- [Document extract]
>>>>

Minimum Cost to Merge Stones in C++

C++Server Side ProgrammingProgramming

Suppose we have N piles of stones arranged in a row. Here the i-th pile has stones[i] number of stones. A move consists of merging K consecutive piles into one pile, now the cost of this move is equal to the total number of stones in these K number of piles. We have to find the minimum cost to merge all piles of stones into one pile. If there is no such solution then, return -1.

So, if the input is like [3,2,4,1] and K = 2, then the output will be 20, this is because, we will start with [3, 2, 4, 1]. Then we merge [3, 2] for a cost of 5, and we are left with [5, 4, 1]. After that we merge [4, 1] for a cost of 5, and we are left with [5, 5]. Then we merge [5, 5] for a cost of 10, and we are left with [10]. So, the total cost was 20, and this is the minimum one.

<<<<

- [Stated task 1]
Answer these from the merge-stones page:
(a) What is the cost of a single move equal to?
(b) What should be returned when there is no solution?
(c) In the worked example, what remains after [3, 2] is merged?
- [Stated task 2] Quote the merge-stones page word for word, starting at "C++Server Side ProgrammingProgramming" and ending at "the minimum one.".

- [Stored data]
>>>>

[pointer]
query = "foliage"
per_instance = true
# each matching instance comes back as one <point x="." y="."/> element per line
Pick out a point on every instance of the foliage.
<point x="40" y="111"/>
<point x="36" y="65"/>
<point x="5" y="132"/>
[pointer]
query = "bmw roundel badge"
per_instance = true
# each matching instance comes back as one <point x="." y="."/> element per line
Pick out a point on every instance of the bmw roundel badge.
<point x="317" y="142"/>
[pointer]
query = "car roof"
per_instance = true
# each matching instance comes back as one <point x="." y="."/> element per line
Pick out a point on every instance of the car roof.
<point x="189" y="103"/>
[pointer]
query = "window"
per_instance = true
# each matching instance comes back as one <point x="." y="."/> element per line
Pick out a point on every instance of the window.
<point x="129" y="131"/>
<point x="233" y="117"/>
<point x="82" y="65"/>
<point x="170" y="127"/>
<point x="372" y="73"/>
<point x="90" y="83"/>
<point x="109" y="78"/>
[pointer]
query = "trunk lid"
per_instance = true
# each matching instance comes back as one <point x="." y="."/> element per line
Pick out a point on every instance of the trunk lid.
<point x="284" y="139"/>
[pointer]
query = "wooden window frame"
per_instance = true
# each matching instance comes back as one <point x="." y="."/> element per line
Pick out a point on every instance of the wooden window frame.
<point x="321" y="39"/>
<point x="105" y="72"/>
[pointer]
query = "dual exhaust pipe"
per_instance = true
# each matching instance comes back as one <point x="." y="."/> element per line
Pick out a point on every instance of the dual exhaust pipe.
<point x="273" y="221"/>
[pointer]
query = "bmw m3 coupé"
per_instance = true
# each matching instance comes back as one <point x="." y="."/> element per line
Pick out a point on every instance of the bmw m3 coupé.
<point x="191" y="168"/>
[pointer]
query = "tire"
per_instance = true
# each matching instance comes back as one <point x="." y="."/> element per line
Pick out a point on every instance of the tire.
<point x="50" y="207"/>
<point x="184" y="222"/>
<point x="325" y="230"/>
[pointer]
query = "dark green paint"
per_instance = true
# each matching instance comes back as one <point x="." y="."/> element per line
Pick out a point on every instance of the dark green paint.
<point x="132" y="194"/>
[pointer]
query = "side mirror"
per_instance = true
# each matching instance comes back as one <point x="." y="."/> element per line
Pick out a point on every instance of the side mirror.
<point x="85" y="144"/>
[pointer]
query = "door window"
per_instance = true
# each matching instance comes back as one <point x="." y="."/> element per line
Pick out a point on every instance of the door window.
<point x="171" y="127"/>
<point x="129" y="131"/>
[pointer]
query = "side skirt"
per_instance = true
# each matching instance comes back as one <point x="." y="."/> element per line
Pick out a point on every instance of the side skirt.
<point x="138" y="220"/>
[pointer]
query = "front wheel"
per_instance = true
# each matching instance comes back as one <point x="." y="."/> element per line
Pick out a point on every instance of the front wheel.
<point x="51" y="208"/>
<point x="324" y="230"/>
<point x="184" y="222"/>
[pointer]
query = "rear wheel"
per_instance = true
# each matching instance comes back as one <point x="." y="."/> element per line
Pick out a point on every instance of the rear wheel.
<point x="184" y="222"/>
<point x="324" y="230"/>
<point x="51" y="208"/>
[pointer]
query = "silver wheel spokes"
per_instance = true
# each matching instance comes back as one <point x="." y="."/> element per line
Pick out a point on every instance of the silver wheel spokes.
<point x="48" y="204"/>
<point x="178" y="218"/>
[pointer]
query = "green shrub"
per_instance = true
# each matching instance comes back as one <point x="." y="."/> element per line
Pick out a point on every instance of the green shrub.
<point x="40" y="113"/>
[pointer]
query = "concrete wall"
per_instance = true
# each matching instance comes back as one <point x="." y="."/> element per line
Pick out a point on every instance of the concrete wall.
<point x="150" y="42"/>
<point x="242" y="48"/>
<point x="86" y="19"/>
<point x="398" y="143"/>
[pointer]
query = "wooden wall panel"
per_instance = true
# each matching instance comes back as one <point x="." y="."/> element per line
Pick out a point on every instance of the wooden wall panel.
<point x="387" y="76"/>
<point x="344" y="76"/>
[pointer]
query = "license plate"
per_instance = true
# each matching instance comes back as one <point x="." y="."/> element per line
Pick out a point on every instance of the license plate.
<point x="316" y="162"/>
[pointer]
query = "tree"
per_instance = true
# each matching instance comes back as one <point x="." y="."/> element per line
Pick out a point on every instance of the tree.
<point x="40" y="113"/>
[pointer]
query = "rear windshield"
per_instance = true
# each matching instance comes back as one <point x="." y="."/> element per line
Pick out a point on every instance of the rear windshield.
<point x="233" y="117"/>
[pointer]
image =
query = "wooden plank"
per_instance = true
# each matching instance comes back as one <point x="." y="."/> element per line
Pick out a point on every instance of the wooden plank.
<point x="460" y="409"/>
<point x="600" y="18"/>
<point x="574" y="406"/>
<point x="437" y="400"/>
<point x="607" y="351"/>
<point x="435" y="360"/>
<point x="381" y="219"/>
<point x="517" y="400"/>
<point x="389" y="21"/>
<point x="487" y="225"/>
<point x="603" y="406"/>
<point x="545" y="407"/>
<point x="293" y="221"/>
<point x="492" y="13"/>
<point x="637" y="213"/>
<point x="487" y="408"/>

<<<<

- [Complete output 1]
(a) The total number of stones in the K piles being merged.
(b) -1.
(c) [5, 4, 1].

- [Complete output 2]
C++Server Side ProgrammingProgramming

Suppose we have N piles of stones arranged in a row. Here the i-th pile has stones[i] number of stones. A move consists of merging K consecutive piles into one pile, now the cost of this move is equal to the total number of stones in these K number of piles. We have to find the minimum cost to merge all piles of stones into one pile. If there is no such solution then, return -1.

So, if the input is like [3,2,4,1] and K = 2, then the output will be 20, this is because, we will start with [3, 2, 4, 1]. Then we merge [3, 2] for a cost of 5, and we are left with [5, 4, 1]. After that we merge [4, 1] for a cost of 5, and we are left with [5, 5]. Then we merge [5, 5] for a cost of 10, and we are left with [10]. So, the total cost was 20, and this is the minimum one.